* [What you will do]:
State how many lines of the data below contain the string "target". Reply with the number alone.

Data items
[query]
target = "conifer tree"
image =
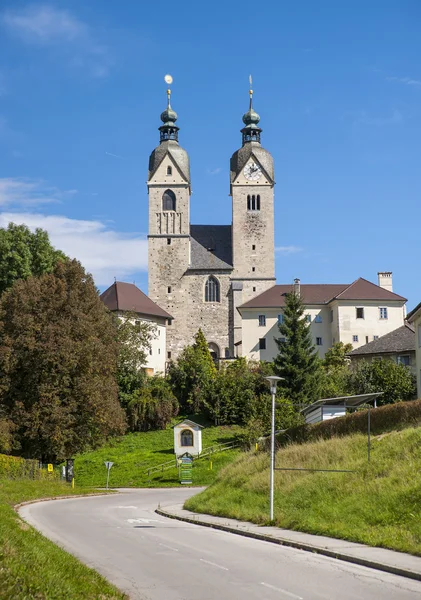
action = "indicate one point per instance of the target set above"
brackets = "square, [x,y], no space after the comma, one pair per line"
[297,360]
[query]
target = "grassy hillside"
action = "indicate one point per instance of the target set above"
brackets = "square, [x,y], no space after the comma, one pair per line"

* [Result for this task]:
4